### COMPITI ASSEGNATI
A: Riporta, nell'ordine in cui compaiono, tutte le parole del testo selezionato che cominciano con le lettere "ri".
B: Per favore, indica quale meccanismo diversi paesi vogliono introdurre, secondo il testo selezionato, per favorire una maggiore partecipazione al sistema previdenziale privato.

### TESTO SELEZIONATO
+++
Altra variabile determinante per l’entità del proprio montante contributivo è poi ovviamente il rendimento, che a sua volta dipende dalla tipologia di linea di investimento scelta dall’aderente. Una maggiore esposizione all’equity consente generalmente di ottenere maggiori ritorni soprattutto su orizzonti temporali di più lungo periodo, ossia quelli che caratterizzano il risparmio previdenziale, che permettono altresì di sopportare un maggior grado di rischio. Tuttavia, tra gli aderenti restano predominanti i profili con una quota azionaria bassa o addirittura nulla, sebbene negli ultimi anni si stia assistendo a una progressiva riduzione del peso delle linee garantite a favore di profili più rischiosi soprattutto tra i più giovani. 

Appare evidente, dunque, come sia necessario dare nuovo impulso al secondo pilastro pensionistico e anche a livello internazionale, alla luce delle preoccupazioni legate ai trend demografici, diversi paesi intendono riformare il sistema previdenziale privato attraverso interventi volti a favorire una maggiore partecipazione con l’introduzione di meccanismi di adesione automatica.
+++
### DATI DI PARTENZA
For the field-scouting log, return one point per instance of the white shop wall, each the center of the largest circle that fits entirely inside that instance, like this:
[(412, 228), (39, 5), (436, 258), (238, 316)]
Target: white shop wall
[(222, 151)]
+++
### SOLUZIONI DEI COMPITI
A: ritorni, risparmio, rischio, riduzione, rischiosi, riformare

B: Meccanismi di adesione automatica.